- **SHORT EXERCISE**
In the records below, swap "pale pink flower" for "white blossom" and write the lines out again with nothing else changed, leaving out the pictures.
==== SUPPLIED MATERIAL ====
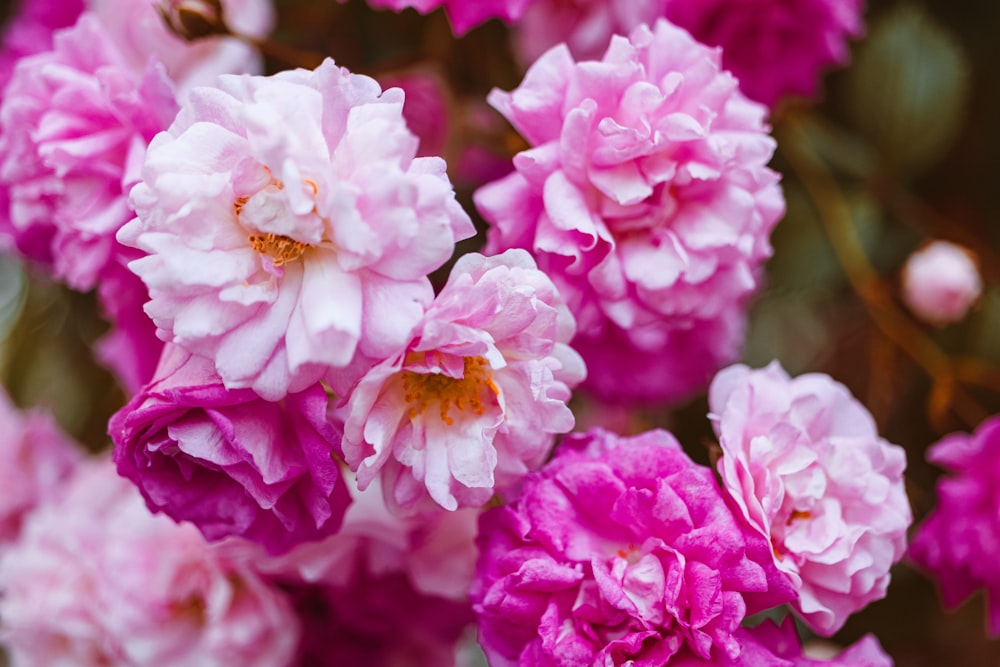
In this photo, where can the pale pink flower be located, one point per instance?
(771, 645)
(620, 551)
(774, 47)
(288, 226)
(435, 550)
(140, 33)
(645, 196)
(130, 348)
(462, 14)
(35, 459)
(97, 581)
(941, 282)
(474, 400)
(425, 110)
(228, 461)
(586, 26)
(31, 28)
(803, 461)
(958, 544)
====
- **SOLUTION TO THIS TASK**
In this photo, where can the white blossom be located, one point per instance?
(771, 645)
(620, 551)
(774, 47)
(288, 226)
(435, 550)
(140, 33)
(645, 196)
(130, 348)
(462, 14)
(35, 459)
(97, 581)
(941, 282)
(474, 400)
(425, 110)
(228, 461)
(586, 26)
(31, 28)
(803, 461)
(958, 544)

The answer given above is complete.